"""

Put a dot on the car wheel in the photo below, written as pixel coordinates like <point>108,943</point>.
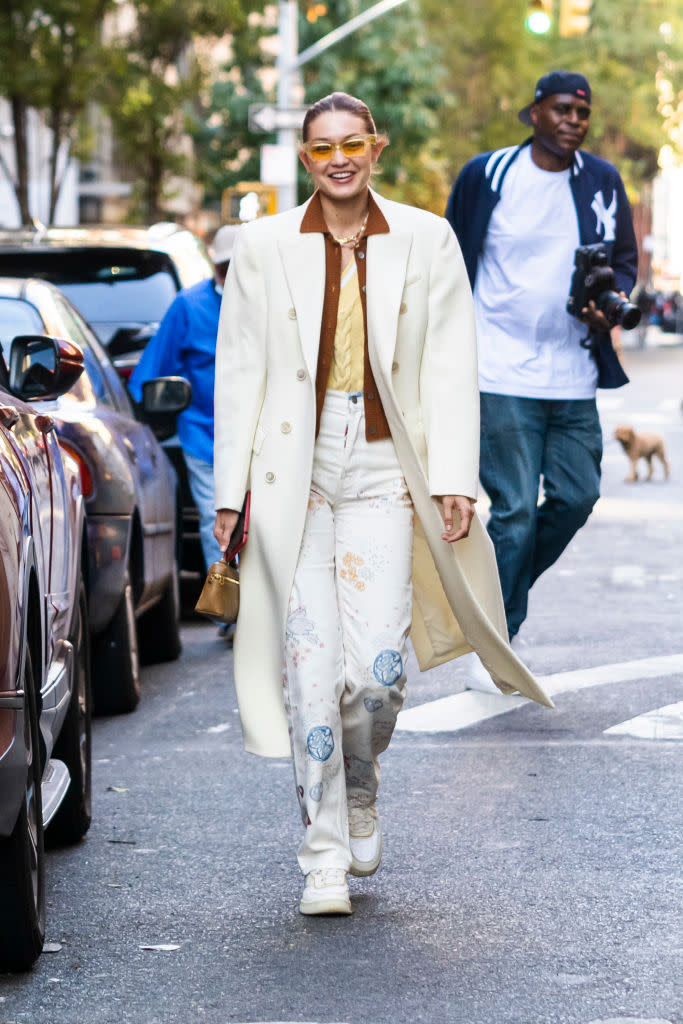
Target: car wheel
<point>74,744</point>
<point>116,674</point>
<point>23,856</point>
<point>159,629</point>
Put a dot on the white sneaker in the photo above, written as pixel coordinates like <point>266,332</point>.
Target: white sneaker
<point>326,891</point>
<point>477,676</point>
<point>365,836</point>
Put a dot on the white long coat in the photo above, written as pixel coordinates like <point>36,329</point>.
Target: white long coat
<point>422,349</point>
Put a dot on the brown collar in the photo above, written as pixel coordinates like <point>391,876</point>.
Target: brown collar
<point>313,219</point>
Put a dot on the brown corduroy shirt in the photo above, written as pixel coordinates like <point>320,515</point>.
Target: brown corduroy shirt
<point>313,220</point>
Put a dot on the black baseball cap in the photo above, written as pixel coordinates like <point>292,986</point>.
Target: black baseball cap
<point>554,82</point>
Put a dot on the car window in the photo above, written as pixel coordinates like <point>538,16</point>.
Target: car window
<point>111,286</point>
<point>79,333</point>
<point>122,297</point>
<point>17,316</point>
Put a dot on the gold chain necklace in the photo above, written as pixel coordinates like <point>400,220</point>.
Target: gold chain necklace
<point>355,238</point>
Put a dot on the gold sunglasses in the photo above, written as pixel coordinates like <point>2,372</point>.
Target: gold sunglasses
<point>356,146</point>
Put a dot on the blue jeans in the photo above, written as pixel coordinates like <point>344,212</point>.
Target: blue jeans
<point>200,474</point>
<point>523,440</point>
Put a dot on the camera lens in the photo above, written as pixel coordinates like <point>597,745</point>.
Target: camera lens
<point>619,310</point>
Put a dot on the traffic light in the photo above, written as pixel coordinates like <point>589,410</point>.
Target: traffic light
<point>574,17</point>
<point>539,16</point>
<point>315,10</point>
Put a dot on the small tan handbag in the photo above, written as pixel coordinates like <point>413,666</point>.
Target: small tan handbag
<point>220,595</point>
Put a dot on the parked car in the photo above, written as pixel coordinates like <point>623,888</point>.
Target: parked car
<point>122,280</point>
<point>44,655</point>
<point>130,492</point>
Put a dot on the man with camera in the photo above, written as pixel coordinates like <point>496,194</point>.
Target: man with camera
<point>544,227</point>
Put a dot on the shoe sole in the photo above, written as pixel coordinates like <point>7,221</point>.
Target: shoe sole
<point>335,904</point>
<point>364,868</point>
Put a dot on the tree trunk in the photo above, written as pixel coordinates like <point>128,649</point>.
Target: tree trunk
<point>19,119</point>
<point>55,185</point>
<point>153,189</point>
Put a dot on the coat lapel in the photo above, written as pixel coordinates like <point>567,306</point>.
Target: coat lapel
<point>303,262</point>
<point>387,264</point>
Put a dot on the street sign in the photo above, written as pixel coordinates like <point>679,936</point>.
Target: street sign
<point>267,118</point>
<point>276,166</point>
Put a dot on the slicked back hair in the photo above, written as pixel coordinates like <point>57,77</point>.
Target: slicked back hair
<point>339,101</point>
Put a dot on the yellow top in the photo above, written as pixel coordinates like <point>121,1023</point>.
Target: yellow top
<point>346,372</point>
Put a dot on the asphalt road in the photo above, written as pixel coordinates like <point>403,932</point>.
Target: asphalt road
<point>532,863</point>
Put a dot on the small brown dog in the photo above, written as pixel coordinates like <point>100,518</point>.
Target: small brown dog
<point>642,446</point>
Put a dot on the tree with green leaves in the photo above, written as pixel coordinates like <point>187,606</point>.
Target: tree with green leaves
<point>394,68</point>
<point>154,80</point>
<point>388,64</point>
<point>50,58</point>
<point>226,152</point>
<point>494,64</point>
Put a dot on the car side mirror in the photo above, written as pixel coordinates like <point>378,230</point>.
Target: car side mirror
<point>43,368</point>
<point>163,399</point>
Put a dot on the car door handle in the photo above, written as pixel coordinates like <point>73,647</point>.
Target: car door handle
<point>44,423</point>
<point>128,444</point>
<point>8,416</point>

"""

WORK INSTRUCTIONS:
Write out all of the records above as a JSON list of strings, with one string for each line and no blank lines. Leave the pictures out.

RESULT:
[
  "Put a dot on the car wheel in the photo below, written as pixel coordinates like <point>108,943</point>.",
  "Target: car wheel",
  "<point>74,744</point>",
  "<point>116,674</point>",
  "<point>23,856</point>",
  "<point>159,629</point>",
  "Put a dot on the white sneaker in the photo above, written as pixel coordinates like <point>266,332</point>.",
  "Target: white sneaker",
  "<point>326,891</point>",
  "<point>477,676</point>",
  "<point>365,836</point>",
  "Put a dot on the white long coat in the photo above, written as pixel coordinates like <point>36,329</point>.",
  "Target: white long coat",
  "<point>422,349</point>",
  "Put a dot on the brown collar in the photo above, written as pixel coordinates like <point>391,876</point>.",
  "Target: brown collar",
  "<point>313,219</point>",
  "Put a dot on the brown corduroy shirt in the photo above, written as pixel coordinates like <point>320,515</point>.",
  "Target: brown corduroy shirt",
  "<point>313,220</point>",
  "Put a dot on the black baseball cap in the photo above, written as pixel coordinates like <point>292,986</point>.",
  "Target: black baseball cap",
  "<point>554,82</point>",
  "Put a dot on the car window in the photo above, written as pixel coordinates like <point>538,16</point>.",
  "Target: car window",
  "<point>111,286</point>",
  "<point>79,333</point>",
  "<point>122,297</point>",
  "<point>17,316</point>",
  "Put a dot on the gold chain necklace in the photo above, written as pixel coordinates like <point>400,220</point>.",
  "Target: gold chain necklace",
  "<point>355,238</point>",
  "Put a dot on the gold sunglasses in the photo above, written as pixel coordinates like <point>2,372</point>.",
  "Target: gold sunglasses",
  "<point>356,146</point>",
  "Put a dot on the blue jeans in the photo above, written as pixel coordinates like <point>344,212</point>.",
  "Target: blue jeans",
  "<point>200,474</point>",
  "<point>523,440</point>",
  "Put a dot on the camera lens in the photo above, written as pixel coordinates like <point>597,745</point>.",
  "Target: camera lens",
  "<point>619,310</point>",
  "Put a dot on the traffic light in the photo above, written as pixel coordinates like <point>589,410</point>.",
  "Target: traffic light",
  "<point>574,17</point>",
  "<point>539,16</point>",
  "<point>315,10</point>",
  "Put a dot on the small tan handbag in the photo above, written as pixel coordinates like <point>413,666</point>.",
  "Target: small tan handbag",
  "<point>220,595</point>",
  "Put a dot on the parked car in the photo above, written as pixel coordinates like <point>623,888</point>.",
  "Target: parked car",
  "<point>122,280</point>",
  "<point>44,655</point>",
  "<point>130,492</point>",
  "Put a dot on the man with camera in the photo above, written as pixel coordinates like <point>496,194</point>.",
  "Target: man with camera",
  "<point>544,227</point>",
  "Put a dot on the shoe sole in the photo above, written as pixel coordinates like <point>7,221</point>.",
  "Target: shoe sole",
  "<point>335,904</point>",
  "<point>364,868</point>",
  "Put a dot on the tree trunk in the photo above, written as pixel coordinates like <point>128,649</point>.",
  "Target: tree trunk",
  "<point>19,119</point>",
  "<point>55,185</point>",
  "<point>153,189</point>",
  "Put a dot on the coat lapel in the photo above, written as pixel coordinates like <point>567,306</point>.",
  "Target: coat lapel",
  "<point>303,262</point>",
  "<point>387,264</point>",
  "Put a dot on the street sign in the photo above, written as pixel coordinates like <point>679,936</point>.",
  "Target: street sign",
  "<point>267,118</point>",
  "<point>276,166</point>",
  "Put a dot on the slicked back hair in the photo above, written as pixel coordinates like <point>57,77</point>.",
  "Target: slicked back hair",
  "<point>339,101</point>",
  "Put a dot on the yellow top in the photo above, written as pixel coordinates like <point>121,1023</point>.",
  "Target: yellow top",
  "<point>346,372</point>",
  "Put a dot on the asphalt road in the photo above, written as pixel coordinates like <point>403,932</point>.",
  "Target: asphalt road",
  "<point>532,863</point>",
  "Put a dot on the small brown dog in the photo above, written as pixel coordinates like <point>100,518</point>.",
  "Target: small brown dog",
  "<point>642,446</point>",
  "Put a dot on the tree with green leaves in the photo above, written as pixel coordinates like <point>187,606</point>.",
  "Target: tree with green leaves",
  "<point>394,68</point>",
  "<point>154,80</point>",
  "<point>388,64</point>",
  "<point>50,58</point>",
  "<point>226,152</point>",
  "<point>494,64</point>",
  "Put a dot on the car side mirror in the photo above, written as pixel coordinates like <point>378,230</point>.",
  "Target: car side mirror",
  "<point>43,368</point>",
  "<point>163,399</point>",
  "Put a dot on the car door handle in the photo above, written as pixel coordinates like <point>73,647</point>.",
  "Target: car door handle",
  "<point>44,423</point>",
  "<point>128,444</point>",
  "<point>8,416</point>"
]